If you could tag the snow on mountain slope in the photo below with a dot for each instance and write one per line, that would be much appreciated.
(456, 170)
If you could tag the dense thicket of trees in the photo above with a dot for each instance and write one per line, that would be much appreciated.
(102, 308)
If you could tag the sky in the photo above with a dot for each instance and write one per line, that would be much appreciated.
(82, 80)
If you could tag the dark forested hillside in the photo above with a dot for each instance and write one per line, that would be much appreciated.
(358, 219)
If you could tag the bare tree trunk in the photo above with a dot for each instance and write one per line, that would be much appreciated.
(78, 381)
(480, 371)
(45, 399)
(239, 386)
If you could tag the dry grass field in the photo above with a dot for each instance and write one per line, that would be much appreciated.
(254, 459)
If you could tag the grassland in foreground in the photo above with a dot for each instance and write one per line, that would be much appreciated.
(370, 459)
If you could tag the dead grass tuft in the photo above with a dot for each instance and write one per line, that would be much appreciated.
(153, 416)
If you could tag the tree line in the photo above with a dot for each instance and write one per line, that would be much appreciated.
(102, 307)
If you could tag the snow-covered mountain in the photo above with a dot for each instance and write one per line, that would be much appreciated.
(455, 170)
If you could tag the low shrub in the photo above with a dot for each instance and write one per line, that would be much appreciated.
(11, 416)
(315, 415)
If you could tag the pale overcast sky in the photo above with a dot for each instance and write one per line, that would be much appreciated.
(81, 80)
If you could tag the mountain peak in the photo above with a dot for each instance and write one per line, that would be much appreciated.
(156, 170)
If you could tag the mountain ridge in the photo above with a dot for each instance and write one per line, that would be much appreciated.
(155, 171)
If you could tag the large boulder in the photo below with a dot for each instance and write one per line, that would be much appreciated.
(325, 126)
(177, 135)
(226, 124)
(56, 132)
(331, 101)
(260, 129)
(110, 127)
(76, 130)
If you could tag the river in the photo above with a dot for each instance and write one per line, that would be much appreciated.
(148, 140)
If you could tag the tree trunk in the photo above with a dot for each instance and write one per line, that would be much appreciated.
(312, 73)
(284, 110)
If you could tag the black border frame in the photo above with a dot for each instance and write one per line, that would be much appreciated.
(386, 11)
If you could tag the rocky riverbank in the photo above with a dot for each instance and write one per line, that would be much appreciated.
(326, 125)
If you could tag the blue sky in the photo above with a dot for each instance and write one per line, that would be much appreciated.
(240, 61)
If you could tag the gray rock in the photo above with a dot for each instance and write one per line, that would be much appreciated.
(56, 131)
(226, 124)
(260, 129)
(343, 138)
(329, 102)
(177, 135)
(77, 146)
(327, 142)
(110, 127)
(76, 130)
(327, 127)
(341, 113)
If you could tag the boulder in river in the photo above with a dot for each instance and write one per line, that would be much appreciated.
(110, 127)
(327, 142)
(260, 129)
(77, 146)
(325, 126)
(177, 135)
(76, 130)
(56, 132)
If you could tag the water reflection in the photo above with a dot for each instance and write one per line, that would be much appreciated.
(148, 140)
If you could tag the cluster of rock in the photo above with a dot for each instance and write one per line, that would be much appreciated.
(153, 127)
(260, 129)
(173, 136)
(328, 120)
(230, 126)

• What you need to do:
Write out every record shown above, word for word.

• Response for this exercise:
If you could tag the snow on mountain slope in the photo below with a dot for each instance and write one per line, that would be much appreciated.
(456, 170)
If you could tag the dense thicket of trees in the photo above with a dot for each instance and write one per line, that would be much appreciated.
(102, 308)
If you could tag the sky in the photo above with a dot for each instance and write one per line, that would be much appreciated.
(82, 80)
If you could tag the dark forested hillside in the photo above with a dot for each instance and write one per line, that would be much appreciated.
(358, 219)
If you could tag the bare tree trunk in the photo above with a dot for each instance and write one per line, that would be much appreciated.
(78, 381)
(480, 371)
(45, 399)
(239, 386)
If you could tag the dry grass field in the photo above with a dot for each instance and write one per line, that would be much appreciated.
(254, 459)
If you could tag the grassland in foreground in the photo above with a dot for each instance and write one per line, that would be much appreciated.
(370, 459)
If you could tag the dead grass tuft in the photo above with a dot for each instance and write one per line, that would be much appreciated.
(153, 416)
If you could tag the tree line in the photo above with a dot for each instance and write one per line, that would be much appreciated.
(102, 307)
If you could tag the snow-covered mountain in the photo above with a dot for each instance and write one per line, that would be much appreciated.
(455, 170)
If you could tag the low shrub in the photo above with a dot for each instance and write one per line, that would be much appreciated.
(11, 416)
(315, 415)
If you could tag the pale overcast sky in the photo above with a dot for each instance and write one per line, that would be much appreciated.
(81, 80)
If you could tag the mountain peak in the photo above with a dot for each instance and write one per line, that would be much appreciated.
(156, 170)
If you could tag the mountain ridge in the photo above with a dot for each instance and write one per line, that would be much appreciated.
(155, 171)
If you could tag the large boulder in the photo below with a dot for each instance and write one per line, that would be much appreciated.
(325, 126)
(177, 135)
(226, 124)
(56, 132)
(331, 101)
(260, 129)
(110, 127)
(76, 130)
If you could tag the river in the photo above with a dot for each instance and write one per line, that would be much appreciated.
(148, 140)
If you could tag the tree trunk in the photo above with a dot for each instance and write one per line, that would be much appreciated.
(312, 73)
(284, 110)
If you could tag the black border frame in the photo above with a dot for each instance and write one per line, that would be much appreciated.
(386, 11)
If you could tag the rocky riverbank in the photo above with a dot for each instance and write one per line, that would be much appreciated.
(326, 125)
If you could tag the blue sky in the photo above with a dot for each instance and write one per line, that would be much appreciated.
(240, 61)
If you could tag the gray rock in the photo above with a dot for each instance and write one per line, that would be much appreciated.
(56, 131)
(226, 124)
(260, 129)
(343, 138)
(329, 102)
(177, 135)
(77, 146)
(327, 142)
(110, 127)
(76, 130)
(327, 127)
(341, 113)
If you could tag the boulder in river in the photo above with a dot for each instance and write one per line, that would be much appreciated.
(110, 127)
(327, 142)
(260, 129)
(77, 146)
(325, 126)
(177, 135)
(76, 130)
(56, 132)
If you could tag the water reflection in the photo above with a dot for each instance and write one per line, that would be much appreciated.
(148, 140)
If you could tag the cluster of rock in the photo above with a dot for each instance and write one per line, that would be much appreciated.
(153, 127)
(260, 129)
(173, 136)
(328, 120)
(230, 126)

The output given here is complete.